SHORT EXERCISE>
Transcribe the stretch of the mailing-list post on C strings and characters from "This distinction is" through "describing the background.".

PAGE>
------------------------------------------------

Re: string vs. char [was Re: Java and Unicode]

2000-11-20 Thread Marco Cimarosti

Antoine Leca wrote:
 Marco Cimarosti wrote:
  Actually, C does have different types for characters within
 strings and for
  characters in isolation.

 That is not my point of view.
 There is a special case for 'H', that holds int type rather
 than char, for
 backward compatibility reasons (such as because the first
 versions of C were
 not able to deal correctly with to-be-promoted arguments).
 Similarly, a
 number of (old) functions use int for the character arguments.
 Then, there is the point of view that int represents _either_ a valid
 character, _or_ an error indication (EOF). This is the reason
 that makes
 int used for the return type of fgetc.

OK.

 Outside this, a string is clearly an array of characters, and
 characters are
 stored using the type char (or one of the sign alternatives).
 As a result,
 you can write 'H' either as such, or as "Hello, world!\n"[0].

OK.

  The type of a string literal (e.g. "Hello world!\n") is
 "array of char",
  while the type of a character literal (e.g. 'H') is "int".
 
  This distinction is generally reflected also in the C
 library, so that you
  don't get compiler warnings when passing character
 constants to functions.

 You need not, since C considers character to be (small)
 integers, which eases
 passing of arguments. This is unrelated to the issue.

OK. I was just describing the background.

------------------------------------------------

[Rows from a dataset]
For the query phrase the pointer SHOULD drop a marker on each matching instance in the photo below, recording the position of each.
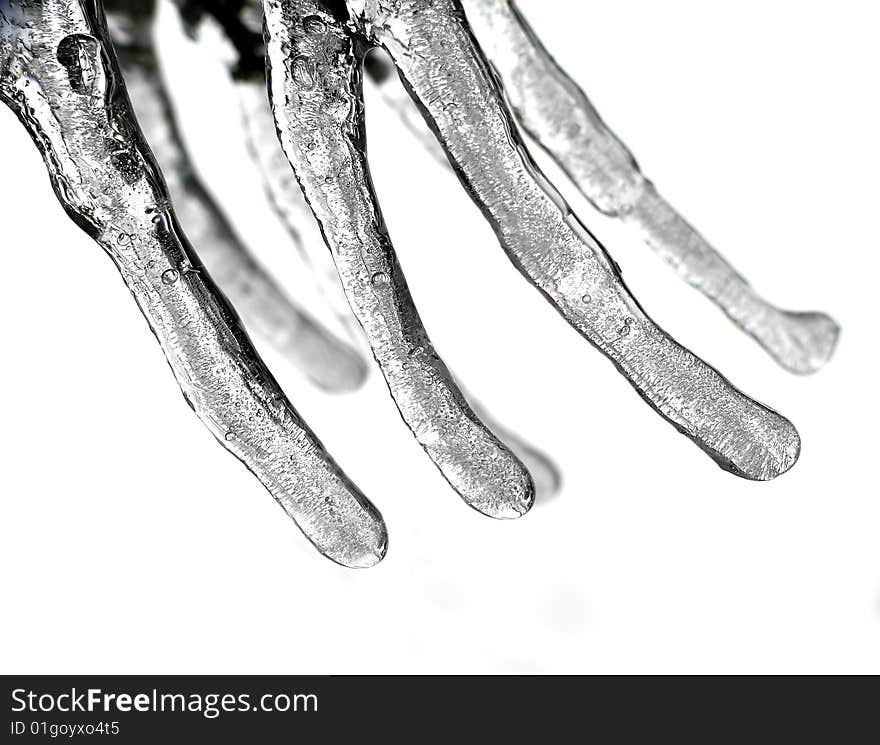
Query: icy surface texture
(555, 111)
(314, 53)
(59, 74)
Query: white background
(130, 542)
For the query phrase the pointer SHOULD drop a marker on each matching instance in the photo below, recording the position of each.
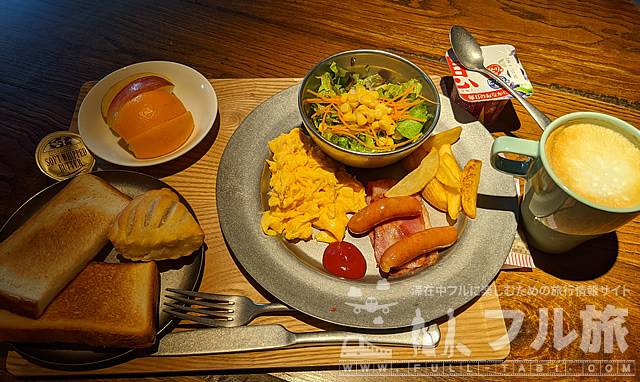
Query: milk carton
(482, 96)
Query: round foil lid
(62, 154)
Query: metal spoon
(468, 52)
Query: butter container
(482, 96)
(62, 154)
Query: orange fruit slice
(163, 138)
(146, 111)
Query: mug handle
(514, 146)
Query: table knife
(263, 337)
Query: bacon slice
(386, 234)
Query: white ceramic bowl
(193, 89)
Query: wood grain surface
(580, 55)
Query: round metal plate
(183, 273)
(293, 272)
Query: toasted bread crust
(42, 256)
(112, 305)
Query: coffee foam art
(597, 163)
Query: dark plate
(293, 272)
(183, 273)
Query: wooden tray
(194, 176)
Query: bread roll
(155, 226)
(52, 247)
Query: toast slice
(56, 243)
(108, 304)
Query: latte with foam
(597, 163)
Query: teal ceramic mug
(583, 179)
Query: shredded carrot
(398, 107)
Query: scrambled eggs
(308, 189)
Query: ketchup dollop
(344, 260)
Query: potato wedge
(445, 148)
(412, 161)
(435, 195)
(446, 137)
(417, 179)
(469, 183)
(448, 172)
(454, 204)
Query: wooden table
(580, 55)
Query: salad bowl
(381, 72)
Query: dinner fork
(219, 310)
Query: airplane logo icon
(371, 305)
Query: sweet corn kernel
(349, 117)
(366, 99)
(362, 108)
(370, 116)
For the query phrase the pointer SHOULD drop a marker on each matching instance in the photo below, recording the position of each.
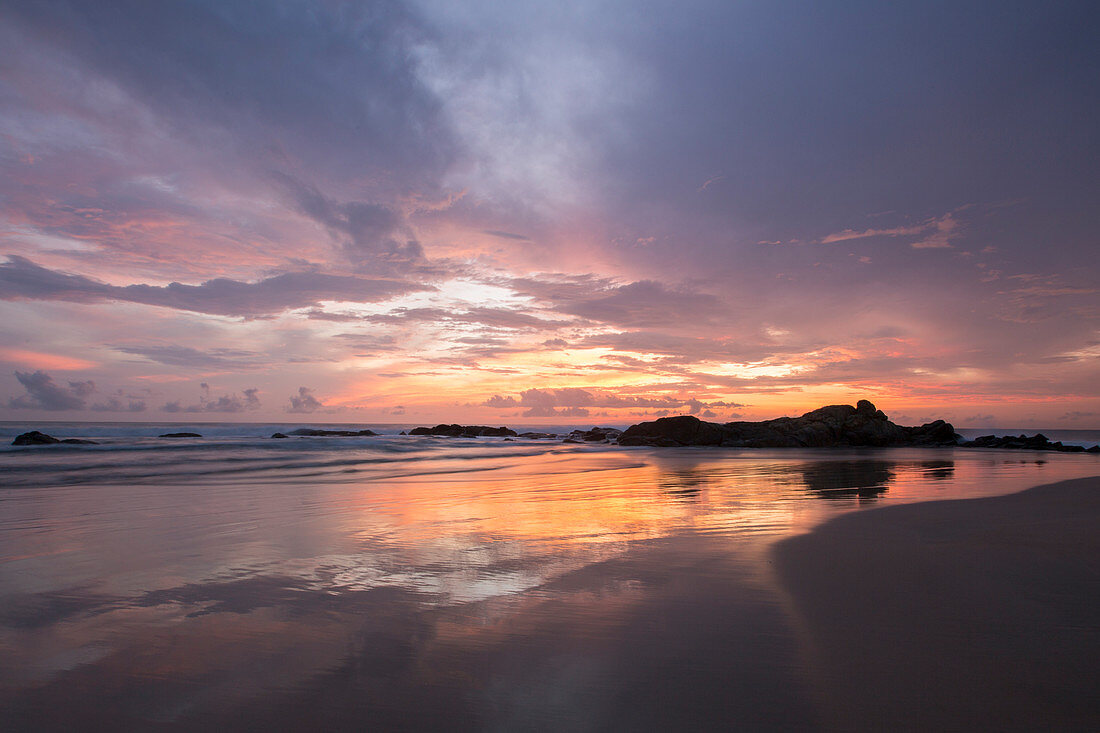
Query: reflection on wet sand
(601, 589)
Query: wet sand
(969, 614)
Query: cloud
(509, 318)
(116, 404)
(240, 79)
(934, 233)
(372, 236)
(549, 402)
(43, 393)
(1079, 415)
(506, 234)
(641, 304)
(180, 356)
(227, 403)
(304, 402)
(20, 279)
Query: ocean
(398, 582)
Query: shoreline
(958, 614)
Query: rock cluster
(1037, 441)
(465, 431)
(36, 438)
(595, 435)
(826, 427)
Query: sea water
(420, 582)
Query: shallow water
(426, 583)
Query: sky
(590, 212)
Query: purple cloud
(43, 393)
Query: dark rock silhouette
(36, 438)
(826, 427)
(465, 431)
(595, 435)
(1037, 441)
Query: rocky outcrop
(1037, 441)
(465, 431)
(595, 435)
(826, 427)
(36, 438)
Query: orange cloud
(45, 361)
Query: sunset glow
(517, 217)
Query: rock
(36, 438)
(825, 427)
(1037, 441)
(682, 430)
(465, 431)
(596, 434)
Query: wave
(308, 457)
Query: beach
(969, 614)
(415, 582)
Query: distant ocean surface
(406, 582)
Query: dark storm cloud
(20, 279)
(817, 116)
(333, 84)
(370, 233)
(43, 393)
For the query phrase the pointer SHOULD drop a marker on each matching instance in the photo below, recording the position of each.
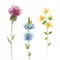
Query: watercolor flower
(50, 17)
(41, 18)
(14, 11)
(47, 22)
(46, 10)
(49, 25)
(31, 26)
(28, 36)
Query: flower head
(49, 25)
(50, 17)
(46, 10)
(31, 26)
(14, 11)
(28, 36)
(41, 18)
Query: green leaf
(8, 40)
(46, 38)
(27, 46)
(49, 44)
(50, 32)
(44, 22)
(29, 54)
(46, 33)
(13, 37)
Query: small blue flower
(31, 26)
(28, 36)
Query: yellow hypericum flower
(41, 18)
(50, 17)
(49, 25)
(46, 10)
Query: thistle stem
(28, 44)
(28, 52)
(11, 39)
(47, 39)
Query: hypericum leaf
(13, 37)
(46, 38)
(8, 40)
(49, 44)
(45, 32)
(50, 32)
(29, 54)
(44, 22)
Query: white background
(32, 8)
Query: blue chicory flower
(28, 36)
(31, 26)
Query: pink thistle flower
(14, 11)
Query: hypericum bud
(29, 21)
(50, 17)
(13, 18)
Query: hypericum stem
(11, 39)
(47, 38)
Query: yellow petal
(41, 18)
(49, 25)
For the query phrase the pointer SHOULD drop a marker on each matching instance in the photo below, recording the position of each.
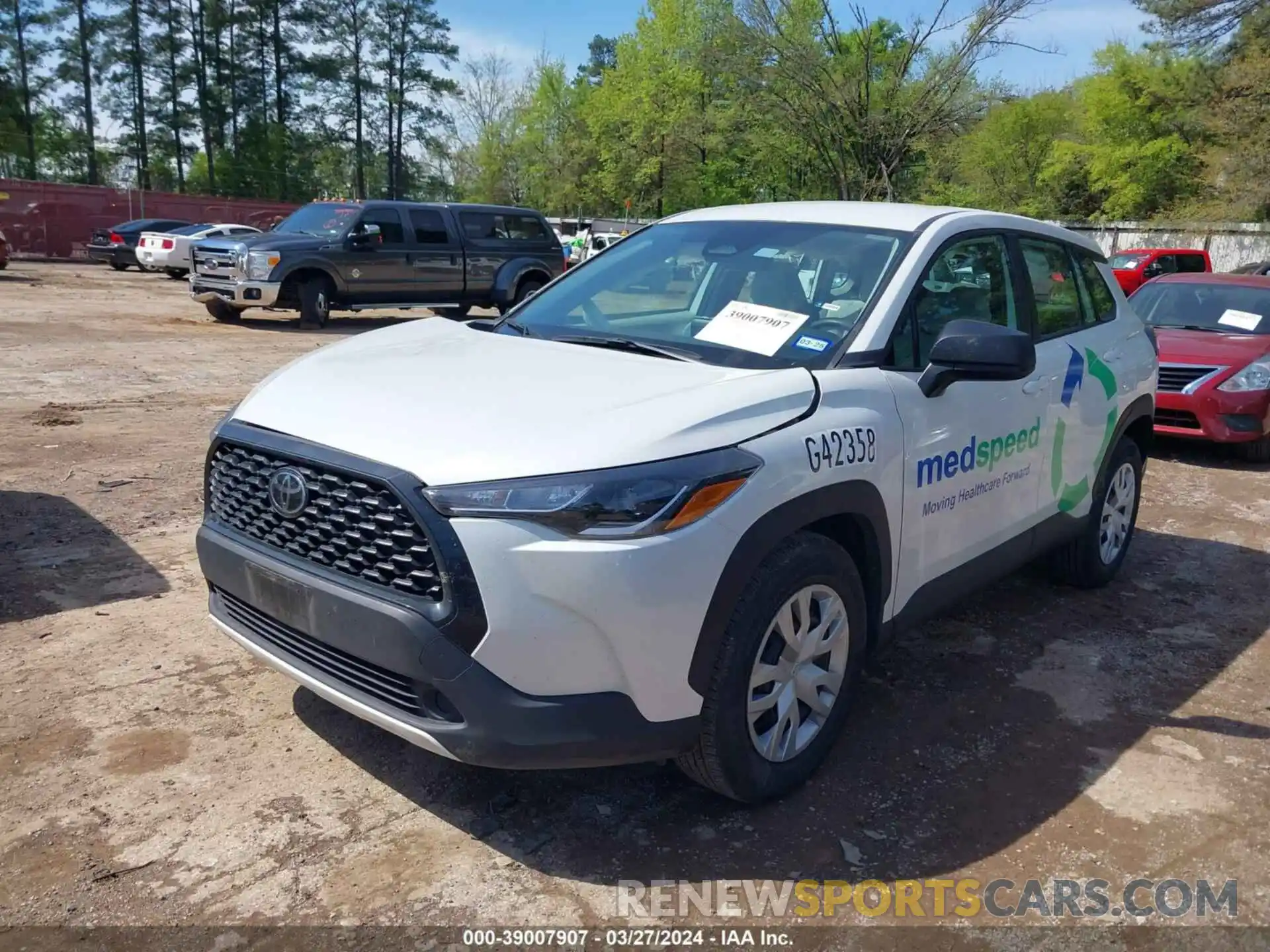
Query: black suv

------------------------------------------------

EXERCISE ANSWER>
This distinction is generally reflected also in the C
 library, so that you
  don't get compiler warnings when passing character
 constants to functions.

 You need not, since C considers character to be (small)
 integers, which eases
 passing of arguments. This is unrelated to the issue.

OK. I was just describing the background.